*Jobs*:
**A.** According to the apple snail thread, how many gallons does the tank with the Aqua Clear 70 filter hold?
**B.** Name each distinct username that heads a post in the apple snail thread.
**C.** Copy the apple snail thread between "what do you" and "was just hungry.", inclusive.

# crazy apple snail. help



## squeekee35 (Feb 9, 2010)

I have an aqua clear 70 filter for my 30 gallon tank. the intake tube has little slats that are about 1/8 wide openings. somehow my apple snail managed to squeeze most of its body inside one of these openings to eat the algae growing inside the intake tube. I noticed him in there yesterday morning and this morning i noticed he was still there. 

I am worried that he may be stuck inside there and not able to come out. tonite when i get home from work i am going to take the intake tube off and break it open to get him out.

I know that apple snails can breathe air, but do they have to breathe air and if so how long can they go without breathing air. i am worried that by the time i get around to getting him out of there that he will have died. i just bought him a few days ago....i don't want him to die already.

what do you suppose he was thinking squeezing himself through such tiny holes like that and do you think he could get himself out or not? 

some of his body is still inside his shell but most of it is inside the intake tube of the filter. how did he manage to squeeze through those tiny holes like that?

--Angel


----------



## emc7 (Jul 23, 2005)

I hate to tell you to turn off your filter, but the snail may not be able to retract with the filter sucking on it. Better would be to swap the intake tube for a spare or, if its in 2 pieces, take off the part with the snail and put a sponge over the remaining tube. Filter intakes often have a lot of food sucked up against them, your snail was just hungry.


----------



## squeekee35 (Feb 9, 2010)

yeah there is a lot of algae growing inside of there. but when i took the tube off the main body of the filter he came right out. so it probly was the suction that was keeping him locked in there. i just hope he doesn't decide to do that again.

right now though he is laying closed up on the bottom of the tank. i just hope he didn't get too stressed by the whole ordeal.


----------



## Corwin (May 23, 2010)

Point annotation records
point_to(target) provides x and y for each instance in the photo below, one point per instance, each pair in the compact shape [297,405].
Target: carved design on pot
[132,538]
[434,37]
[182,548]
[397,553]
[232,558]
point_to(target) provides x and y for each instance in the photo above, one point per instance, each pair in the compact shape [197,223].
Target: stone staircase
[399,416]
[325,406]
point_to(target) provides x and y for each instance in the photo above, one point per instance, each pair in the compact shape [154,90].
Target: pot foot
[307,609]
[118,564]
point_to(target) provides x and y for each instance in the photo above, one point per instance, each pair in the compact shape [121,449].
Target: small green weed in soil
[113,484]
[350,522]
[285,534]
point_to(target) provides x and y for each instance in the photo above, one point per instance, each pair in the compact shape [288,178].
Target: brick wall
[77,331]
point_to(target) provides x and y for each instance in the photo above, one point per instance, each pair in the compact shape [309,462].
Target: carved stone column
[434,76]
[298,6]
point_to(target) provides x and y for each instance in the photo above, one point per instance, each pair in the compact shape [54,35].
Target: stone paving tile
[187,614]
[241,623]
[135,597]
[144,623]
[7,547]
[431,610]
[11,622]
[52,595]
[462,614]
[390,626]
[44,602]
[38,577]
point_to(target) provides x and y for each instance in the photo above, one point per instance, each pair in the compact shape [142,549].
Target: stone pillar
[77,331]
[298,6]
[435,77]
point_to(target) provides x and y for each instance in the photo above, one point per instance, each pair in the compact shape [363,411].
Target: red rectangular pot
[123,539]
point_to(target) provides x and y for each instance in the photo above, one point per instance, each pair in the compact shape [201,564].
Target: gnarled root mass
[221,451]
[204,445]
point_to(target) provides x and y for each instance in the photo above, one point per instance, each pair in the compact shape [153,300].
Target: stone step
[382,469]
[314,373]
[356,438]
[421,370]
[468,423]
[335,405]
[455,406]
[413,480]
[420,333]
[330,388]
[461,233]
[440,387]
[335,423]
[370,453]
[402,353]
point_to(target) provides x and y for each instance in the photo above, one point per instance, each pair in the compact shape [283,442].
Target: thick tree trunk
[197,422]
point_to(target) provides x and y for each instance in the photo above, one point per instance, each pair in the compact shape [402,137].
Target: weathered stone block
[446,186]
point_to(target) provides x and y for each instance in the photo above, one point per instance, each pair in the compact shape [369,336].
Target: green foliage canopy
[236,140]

*The replies*:
**A.** 30 gallons

**B.** squeekee35, emc7, Corwin

**C.**
what do you suppose he was thinking squeezing himself through such tiny holes like that and do you think he could get himself out or not? 

some of his body is still inside his shell but most of it is inside the intake tube of the filter. how did he manage to squeeze through those tiny holes like that?

--Angel


----------



## emc7 (Jul 23, 2005)

I hate to tell you to turn off your filter, but the snail may not be able to retract with the filter sucking on it. Better would be to swap the intake tube for a spare or, if its in 2 pieces, take off the part with the snail and put a sponge over the remaining tube. Filter intakes often have a lot of food sucked up against them, your snail was just hungry.